To do
Line by line, retype the data exactly as it is given.
Supplied information Block Start
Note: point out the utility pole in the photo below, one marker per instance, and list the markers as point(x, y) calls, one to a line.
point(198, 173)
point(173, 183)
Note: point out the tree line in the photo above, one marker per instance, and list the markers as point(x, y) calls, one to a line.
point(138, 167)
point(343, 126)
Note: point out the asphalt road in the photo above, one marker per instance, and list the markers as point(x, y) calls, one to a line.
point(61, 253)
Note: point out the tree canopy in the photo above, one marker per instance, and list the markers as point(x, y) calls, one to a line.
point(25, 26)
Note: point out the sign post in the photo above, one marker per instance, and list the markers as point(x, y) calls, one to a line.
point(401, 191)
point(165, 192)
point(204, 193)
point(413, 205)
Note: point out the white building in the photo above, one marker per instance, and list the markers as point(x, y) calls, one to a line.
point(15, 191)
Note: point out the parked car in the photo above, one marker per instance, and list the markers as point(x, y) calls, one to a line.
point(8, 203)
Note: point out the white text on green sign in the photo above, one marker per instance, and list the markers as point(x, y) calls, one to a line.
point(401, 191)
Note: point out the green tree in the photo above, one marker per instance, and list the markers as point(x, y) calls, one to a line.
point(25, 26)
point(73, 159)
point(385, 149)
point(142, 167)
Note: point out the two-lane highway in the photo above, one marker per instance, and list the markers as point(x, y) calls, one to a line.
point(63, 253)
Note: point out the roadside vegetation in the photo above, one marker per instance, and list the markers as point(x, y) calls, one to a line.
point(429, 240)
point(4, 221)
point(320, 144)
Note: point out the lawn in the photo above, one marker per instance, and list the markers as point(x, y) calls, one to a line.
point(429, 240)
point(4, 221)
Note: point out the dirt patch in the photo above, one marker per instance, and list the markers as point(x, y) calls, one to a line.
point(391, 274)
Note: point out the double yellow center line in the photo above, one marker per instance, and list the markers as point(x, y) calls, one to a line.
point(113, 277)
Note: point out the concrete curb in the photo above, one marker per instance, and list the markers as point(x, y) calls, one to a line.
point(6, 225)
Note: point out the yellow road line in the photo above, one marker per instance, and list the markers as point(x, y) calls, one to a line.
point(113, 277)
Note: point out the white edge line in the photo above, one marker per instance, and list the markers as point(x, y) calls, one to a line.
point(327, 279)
Supplied information Block End
Response
Note: point out the utility pole in the photo below, one marker per instance, and list the markers as point(x, y) calls, one to a line.
point(198, 173)
point(173, 183)
Note: point out the tree line in the photo above, one marker per instance, and list the markers as point(x, y) calls, one to a line.
point(138, 167)
point(343, 126)
Note: point out the asphalt road in the photo above, one marker per instance, and list the markers as point(x, y) calls, one to a line.
point(61, 253)
Note: point out the tree canopy in the photo above, one marker per instance, and list the markers as point(x, y) calls, one to a line.
point(25, 26)
Note: point out the sign post in the photo above, one marker per instance, and list the markers as point(x, y) calls, one to a line.
point(401, 191)
point(165, 192)
point(204, 193)
point(413, 205)
Note: point out the white building in the photo above, one marker per instance, and list the markers as point(x, y) calls, one to a line.
point(15, 191)
Note: point out the parked car in the photo above, one marker per instance, and list the markers as point(x, y) calls, one to a line.
point(8, 203)
Note: point out the white text on green sign in the photo above, one marker per instance, and list the markers as point(x, y) calls, one to a line.
point(401, 191)
Note: point out the green tree in the photo above, one marker per instance, and list the markers as point(x, y) calls, one to a line.
point(25, 26)
point(73, 159)
point(385, 149)
point(142, 167)
Note: point out the two-lane highway in the photo above, one marker per instance, and list the markers as point(x, y) calls, one to a line.
point(63, 253)
Note: point out the roadside vegetation in the photo above, one marker per instance, and list the markers as point(x, y) calls, one to a line.
point(429, 240)
point(4, 221)
point(320, 144)
Note: point out the lawn in the photo above, one marker per instance, and list the markers as point(x, y) calls, one to a line.
point(429, 240)
point(4, 221)
Note: point out the dirt patch in the photo above, one marker per instance, and list the markers as point(x, y) calls, one to a line.
point(391, 274)
Note: point out the double yellow center line in the photo above, one marker per instance, and list the markers as point(x, y) calls, one to a line.
point(113, 277)
Note: point out the concrete curb in the photo above, one marker per instance, and list the markers as point(x, y) calls, one to a line.
point(6, 225)
Note: point out the yellow road line in the photo above, one marker per instance, and list the markers as point(x, y) calls, one to a line.
point(113, 277)
Note: point out the white edge line in the photo above, one marker per instance, and list the markers as point(x, y) calls, one to a line.
point(327, 279)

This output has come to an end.